Lista de tareas.
A - Transcribe al pie de la letra el pasaje del texto sobre Siria que va desde "No es casual" hasta "Rusia y China.".
B - Resume en forma de lista el párrafo del texto sobre Siria que empieza con "No es casual que entre la ocupación de Libia" y conserva sus datos principales.
C - Según el texto sobre Siria, ¿qué país presidió el Consejo de Seguridad durante el mes de agosto?

Fragmento del texto.
= = =

El secretario de Estado, John Kerry, se la había dejado servida cuando apeló a una pirueta insólita: dijo que las pruebas existen, que resultan absolutamente confiables, pero que no las podía mostrar porque eso afectaría la seguridad de Estados Unidos. Obama reforzó esta explicación recordando que él como senador no había creído en los argumentos de Bush y había votado en contra del ataque a Irak. Por lo tanto, ahora tendrían que creerle. Si él decía que había armas químicas, y que las había utilizado el gobierno de Damasco ¿cómo iban a desconfiar?

 

Tablero peligroso
Como sea, la cuestión no es tanto qué ocurrirá en Oriente Medio luego de la incursión armada sino cómo se recompondrá el tablero de las relaciones internacionales. Si algo pudo comprobar Obama en estos meses es que el mundo ya no es lo que era. El multilateralismo como programa para la gestión de los conflictos internacionales es una «ideología» que encuentra cada vez más adeptos.
No es casual que entre la ocupación de Libia y la situación en Siria, EE.UU. encuentre tanta negativa a su deseo de extender sus tentáculos militares. En Libia eligió ocupar un segundo plano detrás de Francia. Tras él, se encolumnaron Gran Bretaña, el resto de la comunidad europea y sobre todo la OTAN, que fue la que manejó el bloqueo aéreo. Y también hubo anuencia de la ONU, donde el operativo contó con el visto bueno esquivo pero favorable de Rusia y China.
Ahora el organismo internacional envió expertos a analizar si se lanzaron gases venenosos y, en caso afirmativo, quién los arrojó. Y son mayoría los países que reclaman esperar el resultado de esa investigación. Argentina, que presidió el Consejo de Seguridad durante el mes de agosto, propuso que, además de contar con ese informe, se buscara una solución política de alto nivel para la situación siria. Y a la manera de la resolución de conflictos que encontró la Unasur, pidió que los cancilleres de los 15 países del consejo se instalen en Siria para encontrar un arreglo político al entuerto.

= = =

Muestra de datos.
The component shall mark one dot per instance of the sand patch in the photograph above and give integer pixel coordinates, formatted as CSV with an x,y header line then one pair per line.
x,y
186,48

= = =

Resultados por tarea.
A -
No es casual que entre la ocupación de Libia y la situación en Siria, EE.UU. encuentre tanta negativa a su deseo de extender sus tentáculos militares. En Libia eligió ocupar un segundo plano detrás de Francia. Tras él, se encolumnaron Gran Bretaña, el resto de la comunidad europea y sobre todo la OTAN, que fue la que manejó el bloqueo aéreo. Y también hubo anuencia de la ONU, donde el operativo contó con el visto bueno esquivo pero favorable de Rusia y China.

B -
- Entre la ocupación de Libia y la situación en Siria, EE.UU. encuentra mucha negativa a extender su presencia militar.
- En Libia, EE.UU. ocupó un segundo plano detrás de Francia.
- Tras Francia se alinearon Gran Bretaña, el resto de la comunidad europea y la OTAN, que manejó el bloqueo aéreo.
- La ONU dio su anuencia, con el visto bueno esquivo pero favorable de Rusia y China.

C - Argentina presidió el Consejo de Seguridad durante el mes de agosto.